* [WHAT YOU SHOULD DO]:
In the listing below, copy out unchanged every line from the line with "arched glass roof? Mark that spot." up to and including the line with "(1072, 252)".

* [DATA ENTRIES]:
* begin *
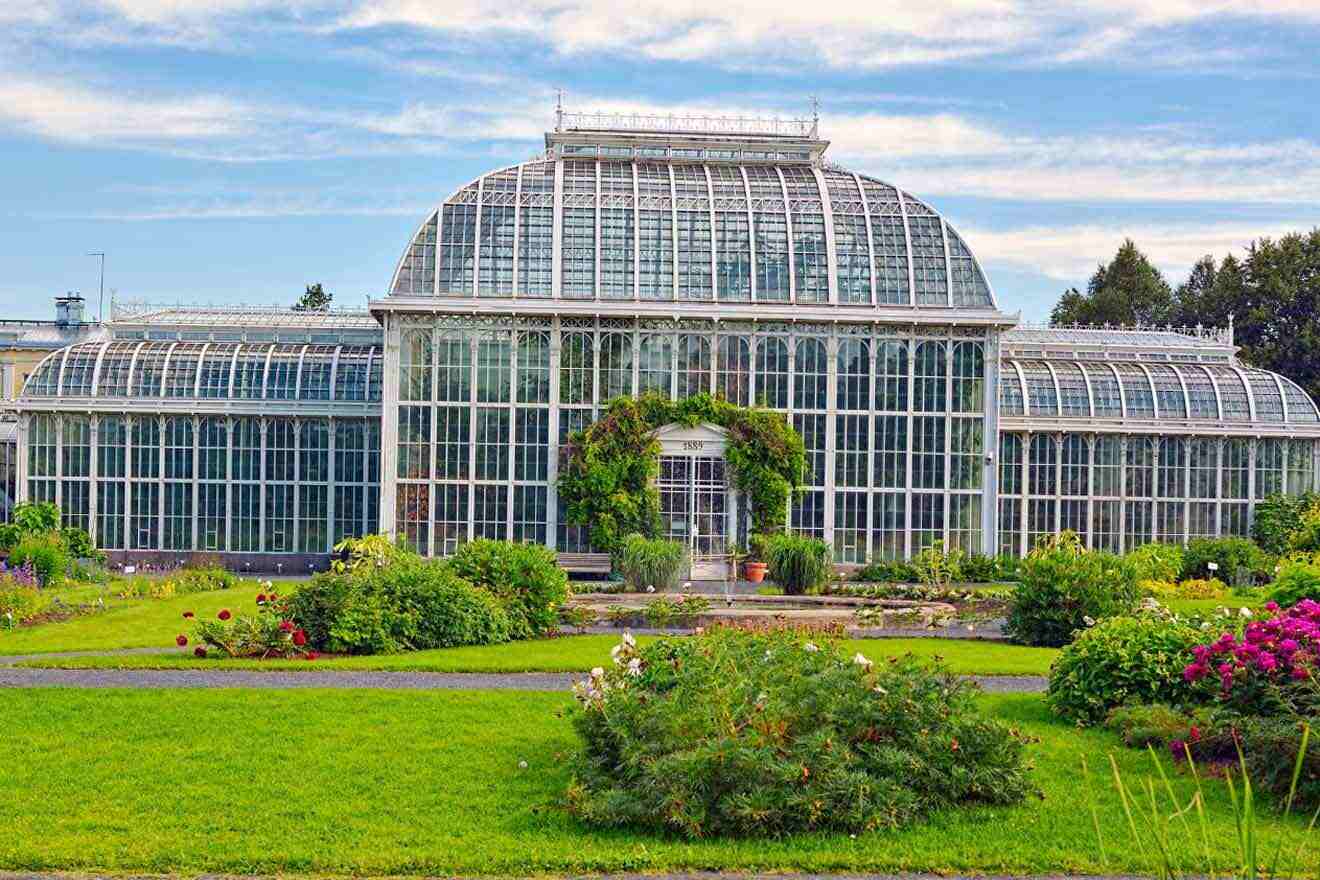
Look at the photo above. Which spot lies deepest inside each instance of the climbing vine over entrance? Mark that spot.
(607, 471)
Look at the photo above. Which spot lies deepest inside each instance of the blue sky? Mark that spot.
(234, 151)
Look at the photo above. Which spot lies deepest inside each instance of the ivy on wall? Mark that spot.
(607, 471)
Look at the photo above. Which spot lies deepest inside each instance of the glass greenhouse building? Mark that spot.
(677, 256)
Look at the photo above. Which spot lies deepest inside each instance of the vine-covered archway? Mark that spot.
(607, 471)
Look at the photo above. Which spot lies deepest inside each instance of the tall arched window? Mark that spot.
(656, 367)
(853, 383)
(811, 374)
(969, 371)
(693, 364)
(929, 377)
(772, 372)
(733, 370)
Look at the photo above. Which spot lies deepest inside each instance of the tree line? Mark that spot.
(1273, 296)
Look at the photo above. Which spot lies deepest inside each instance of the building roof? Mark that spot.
(209, 371)
(622, 211)
(1160, 393)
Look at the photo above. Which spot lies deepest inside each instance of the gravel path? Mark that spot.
(681, 875)
(169, 678)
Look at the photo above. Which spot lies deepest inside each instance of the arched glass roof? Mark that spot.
(209, 371)
(714, 231)
(1151, 391)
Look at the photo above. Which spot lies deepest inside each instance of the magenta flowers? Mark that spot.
(1283, 647)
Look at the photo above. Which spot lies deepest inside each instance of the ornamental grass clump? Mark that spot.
(651, 562)
(737, 732)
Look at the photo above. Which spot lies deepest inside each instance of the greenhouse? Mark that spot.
(673, 256)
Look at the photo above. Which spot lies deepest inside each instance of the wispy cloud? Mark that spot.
(738, 33)
(1072, 252)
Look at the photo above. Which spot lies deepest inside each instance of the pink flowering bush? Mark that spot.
(1266, 670)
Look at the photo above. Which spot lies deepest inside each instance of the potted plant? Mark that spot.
(755, 565)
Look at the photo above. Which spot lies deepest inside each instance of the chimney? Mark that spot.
(69, 310)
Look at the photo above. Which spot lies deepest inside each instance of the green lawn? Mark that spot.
(577, 653)
(391, 783)
(127, 623)
(1211, 606)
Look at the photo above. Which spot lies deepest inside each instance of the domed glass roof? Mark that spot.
(644, 218)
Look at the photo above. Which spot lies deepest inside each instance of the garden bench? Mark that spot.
(585, 562)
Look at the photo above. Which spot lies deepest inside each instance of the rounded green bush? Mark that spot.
(1118, 661)
(526, 577)
(1063, 587)
(48, 557)
(738, 732)
(1296, 579)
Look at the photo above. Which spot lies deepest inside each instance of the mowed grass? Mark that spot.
(574, 653)
(127, 623)
(392, 783)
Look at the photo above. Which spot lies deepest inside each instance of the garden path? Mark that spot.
(173, 678)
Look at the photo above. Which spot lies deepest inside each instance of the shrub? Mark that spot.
(264, 635)
(937, 566)
(526, 577)
(19, 603)
(1156, 562)
(651, 562)
(202, 579)
(46, 556)
(1063, 586)
(1296, 579)
(346, 614)
(412, 604)
(1158, 724)
(1277, 517)
(1121, 660)
(1195, 589)
(1238, 561)
(797, 564)
(775, 731)
(441, 610)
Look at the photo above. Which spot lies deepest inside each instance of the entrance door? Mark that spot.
(694, 508)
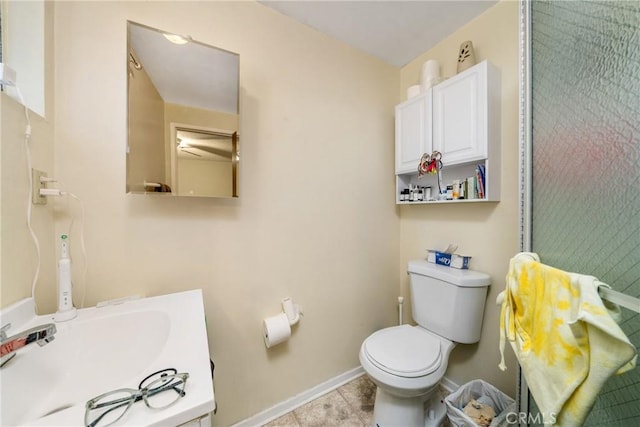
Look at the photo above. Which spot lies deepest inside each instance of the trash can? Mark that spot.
(477, 397)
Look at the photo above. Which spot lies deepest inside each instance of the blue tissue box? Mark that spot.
(449, 260)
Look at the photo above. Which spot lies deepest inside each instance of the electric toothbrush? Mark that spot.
(66, 310)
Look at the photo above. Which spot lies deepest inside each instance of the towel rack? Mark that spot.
(624, 300)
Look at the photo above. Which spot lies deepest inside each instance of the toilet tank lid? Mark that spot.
(455, 276)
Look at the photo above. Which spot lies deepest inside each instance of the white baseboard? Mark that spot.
(306, 396)
(313, 393)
* end *
* [TASK RESPONSE]:
Look at the photo above. Which spot lies deepest inside each instance of the arched glass roof? Mark that spot.
(209, 371)
(714, 231)
(1151, 391)
Look at the photo above. Which spot lies deepest inside each instance of the magenta flowers? Mark that spot.
(1283, 647)
Look at the photo above. Which spot lies deepest inside each instance of the ornamental grass clump? Mark that spot.
(651, 562)
(737, 732)
Look at the photo above. Which spot lies deepest inside each instance of the greenhouse? Mark that spot.
(673, 256)
Look at the photo above. Which spot lies deepest inside each instance of the wispy cloud? Mark that spot.
(738, 33)
(1072, 252)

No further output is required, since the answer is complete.